Entries supplied>
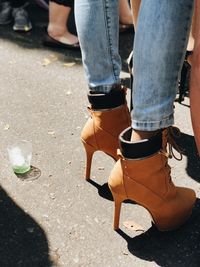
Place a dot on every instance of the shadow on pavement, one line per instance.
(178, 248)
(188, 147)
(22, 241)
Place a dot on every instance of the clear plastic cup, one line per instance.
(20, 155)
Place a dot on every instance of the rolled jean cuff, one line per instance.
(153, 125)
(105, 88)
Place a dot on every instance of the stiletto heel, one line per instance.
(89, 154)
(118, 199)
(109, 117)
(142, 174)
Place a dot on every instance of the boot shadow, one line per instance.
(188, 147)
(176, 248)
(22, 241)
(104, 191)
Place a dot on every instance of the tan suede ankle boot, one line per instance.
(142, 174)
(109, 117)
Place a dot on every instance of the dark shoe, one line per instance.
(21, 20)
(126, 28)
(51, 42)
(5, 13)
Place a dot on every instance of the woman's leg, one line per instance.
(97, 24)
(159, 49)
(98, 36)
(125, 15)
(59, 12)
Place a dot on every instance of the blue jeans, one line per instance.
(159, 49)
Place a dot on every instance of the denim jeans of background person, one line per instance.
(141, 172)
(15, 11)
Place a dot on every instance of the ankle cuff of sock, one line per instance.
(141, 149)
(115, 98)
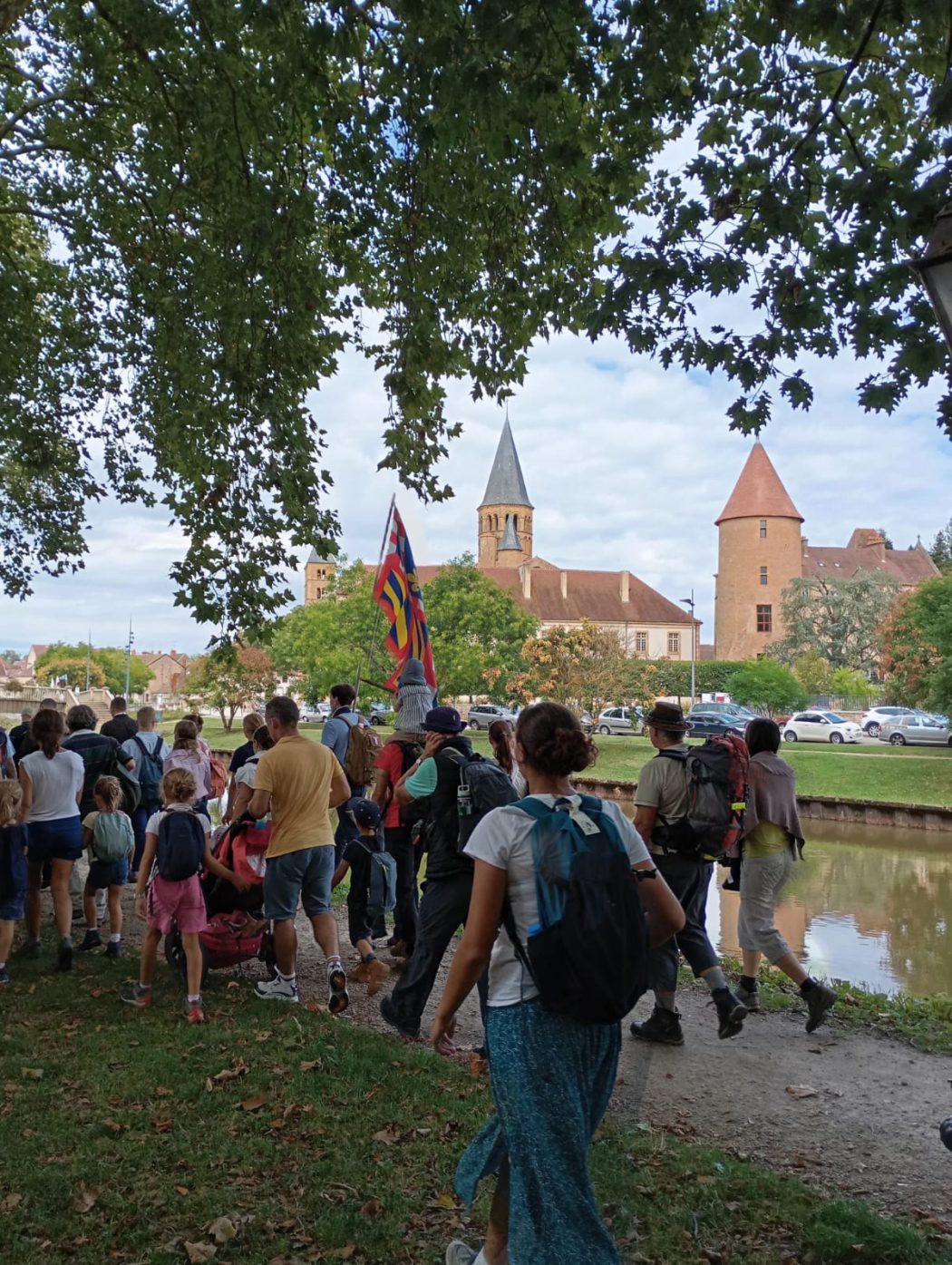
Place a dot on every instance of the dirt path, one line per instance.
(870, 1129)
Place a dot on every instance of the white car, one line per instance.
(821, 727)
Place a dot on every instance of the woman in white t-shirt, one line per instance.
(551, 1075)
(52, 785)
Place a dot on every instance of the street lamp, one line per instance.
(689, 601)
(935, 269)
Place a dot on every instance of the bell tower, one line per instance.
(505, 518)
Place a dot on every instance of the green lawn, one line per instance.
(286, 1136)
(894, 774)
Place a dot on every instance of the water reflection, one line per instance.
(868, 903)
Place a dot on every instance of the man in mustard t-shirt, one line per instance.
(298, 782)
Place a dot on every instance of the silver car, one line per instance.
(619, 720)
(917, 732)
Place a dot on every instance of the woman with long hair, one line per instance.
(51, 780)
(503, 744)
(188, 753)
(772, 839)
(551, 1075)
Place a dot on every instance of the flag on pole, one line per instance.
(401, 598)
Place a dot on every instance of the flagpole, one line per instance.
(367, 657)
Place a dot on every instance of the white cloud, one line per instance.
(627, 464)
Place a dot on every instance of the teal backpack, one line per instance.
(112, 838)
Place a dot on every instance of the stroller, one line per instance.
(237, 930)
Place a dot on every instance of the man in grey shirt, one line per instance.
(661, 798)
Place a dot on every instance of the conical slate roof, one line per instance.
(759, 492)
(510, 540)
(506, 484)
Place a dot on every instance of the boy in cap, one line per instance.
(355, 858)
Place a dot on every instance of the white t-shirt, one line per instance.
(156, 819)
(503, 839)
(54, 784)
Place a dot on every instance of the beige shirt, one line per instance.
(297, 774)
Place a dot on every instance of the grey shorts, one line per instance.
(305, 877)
--
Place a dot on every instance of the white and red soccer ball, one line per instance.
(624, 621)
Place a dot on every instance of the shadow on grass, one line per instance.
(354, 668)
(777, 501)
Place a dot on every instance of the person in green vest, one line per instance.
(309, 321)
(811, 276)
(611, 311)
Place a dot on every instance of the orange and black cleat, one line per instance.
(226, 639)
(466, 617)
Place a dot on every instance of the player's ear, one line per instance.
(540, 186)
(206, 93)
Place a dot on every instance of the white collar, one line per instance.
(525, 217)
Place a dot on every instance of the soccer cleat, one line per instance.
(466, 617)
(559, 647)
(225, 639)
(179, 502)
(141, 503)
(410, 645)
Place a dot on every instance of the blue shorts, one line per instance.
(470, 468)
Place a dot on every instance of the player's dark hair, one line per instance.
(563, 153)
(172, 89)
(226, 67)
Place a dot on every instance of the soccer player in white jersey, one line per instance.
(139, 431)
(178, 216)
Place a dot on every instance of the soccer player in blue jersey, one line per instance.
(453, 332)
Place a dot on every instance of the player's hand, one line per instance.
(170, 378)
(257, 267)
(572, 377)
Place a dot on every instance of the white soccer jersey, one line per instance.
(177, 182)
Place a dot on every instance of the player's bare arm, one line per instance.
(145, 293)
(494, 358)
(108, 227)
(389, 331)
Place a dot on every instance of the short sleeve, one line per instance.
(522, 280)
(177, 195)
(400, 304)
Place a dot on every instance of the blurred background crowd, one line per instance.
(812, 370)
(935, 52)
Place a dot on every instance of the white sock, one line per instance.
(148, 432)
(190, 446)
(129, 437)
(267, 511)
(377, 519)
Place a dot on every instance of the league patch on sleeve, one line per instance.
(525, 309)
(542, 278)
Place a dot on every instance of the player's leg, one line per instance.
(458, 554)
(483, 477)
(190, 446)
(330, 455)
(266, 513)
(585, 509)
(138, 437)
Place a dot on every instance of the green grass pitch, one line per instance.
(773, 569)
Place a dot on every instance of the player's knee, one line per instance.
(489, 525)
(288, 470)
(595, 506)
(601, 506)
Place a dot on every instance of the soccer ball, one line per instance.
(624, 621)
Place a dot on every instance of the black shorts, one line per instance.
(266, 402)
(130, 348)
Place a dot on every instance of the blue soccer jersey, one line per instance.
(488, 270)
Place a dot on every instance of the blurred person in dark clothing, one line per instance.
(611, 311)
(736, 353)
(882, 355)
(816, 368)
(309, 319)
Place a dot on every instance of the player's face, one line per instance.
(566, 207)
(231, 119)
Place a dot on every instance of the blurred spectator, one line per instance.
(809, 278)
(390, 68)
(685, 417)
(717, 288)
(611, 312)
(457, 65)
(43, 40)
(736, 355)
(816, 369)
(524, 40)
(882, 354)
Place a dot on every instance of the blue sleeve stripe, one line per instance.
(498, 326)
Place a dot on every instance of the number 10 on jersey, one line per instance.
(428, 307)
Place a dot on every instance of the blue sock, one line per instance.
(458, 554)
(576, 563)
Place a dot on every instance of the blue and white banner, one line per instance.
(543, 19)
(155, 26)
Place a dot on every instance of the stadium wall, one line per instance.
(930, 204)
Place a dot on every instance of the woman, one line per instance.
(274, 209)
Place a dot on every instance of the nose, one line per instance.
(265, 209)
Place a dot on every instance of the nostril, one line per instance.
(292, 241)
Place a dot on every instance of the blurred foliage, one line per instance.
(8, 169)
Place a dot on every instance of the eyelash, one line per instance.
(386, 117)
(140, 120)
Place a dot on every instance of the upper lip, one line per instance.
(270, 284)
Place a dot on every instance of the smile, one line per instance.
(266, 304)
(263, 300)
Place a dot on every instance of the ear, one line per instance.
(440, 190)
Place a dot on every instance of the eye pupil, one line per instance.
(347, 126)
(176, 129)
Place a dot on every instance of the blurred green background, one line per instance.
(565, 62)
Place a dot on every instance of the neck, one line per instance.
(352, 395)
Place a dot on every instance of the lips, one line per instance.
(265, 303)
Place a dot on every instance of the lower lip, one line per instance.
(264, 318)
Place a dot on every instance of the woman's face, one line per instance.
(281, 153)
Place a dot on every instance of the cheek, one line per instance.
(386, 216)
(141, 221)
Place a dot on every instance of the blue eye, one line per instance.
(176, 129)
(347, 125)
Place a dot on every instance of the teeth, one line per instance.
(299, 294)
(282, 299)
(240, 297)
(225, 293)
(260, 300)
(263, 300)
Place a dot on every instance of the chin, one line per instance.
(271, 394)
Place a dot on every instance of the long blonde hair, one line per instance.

Required work>
Format the data from the line with "Place a dot on every instance of the blurred green" up to and including the line with "Place a dot on every instance of the long" as a Markdown table with two columns, Row and Text. Put a row number under Row and the line under Text, and skip blank lines.

Complete response>
| Row | Text |
|---|---|
| 1 | Place a dot on every instance of the blurred green background, one line per instance. |
| 2 | (565, 62) |
| 3 | Place a dot on every instance of the neck, one line per instance. |
| 4 | (352, 395) |
| 5 | Place a dot on every instance of the lips, one line per instance. |
| 6 | (265, 303) |
| 7 | Place a dot on every instance of the lower lip, one line per instance. |
| 8 | (264, 318) |
| 9 | Place a dot on every instance of the woman's face, one line per instance. |
| 10 | (281, 153) |
| 11 | Place a dot on every instance of the cheek, one line per instance. |
| 12 | (386, 216) |
| 13 | (141, 221) |
| 14 | Place a dot on every instance of the blue eye, one line per instance. |
| 15 | (176, 129) |
| 16 | (347, 125) |
| 17 | Place a dot on every instance of the teeth, one line per instance. |
| 18 | (299, 294) |
| 19 | (282, 299) |
| 20 | (240, 297) |
| 21 | (225, 293) |
| 22 | (260, 300) |
| 23 | (263, 300) |
| 24 | Place a dot on every instance of the chin, one line per instance. |
| 25 | (271, 394) |
| 26 | Place a dot on every instance of the long blonde hair, one line per instance. |